- **What this task involves**: Return each entry unchanged.

- **Data records**:

================================

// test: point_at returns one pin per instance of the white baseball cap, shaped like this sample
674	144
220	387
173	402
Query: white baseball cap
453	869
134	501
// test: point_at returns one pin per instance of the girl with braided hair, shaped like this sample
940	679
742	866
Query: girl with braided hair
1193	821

================================

- **Expected answer**:
// test: point_at returns one pin per instance of the white baseball cap, shaped like this sample
674	144
220	387
173	402
Query: white baseball cap
453	869
134	501
// test: point_at returns one pin per instance of the girl with braided hair, shaped like this sample
940	679
742	866
Query: girl with braided hair
1193	821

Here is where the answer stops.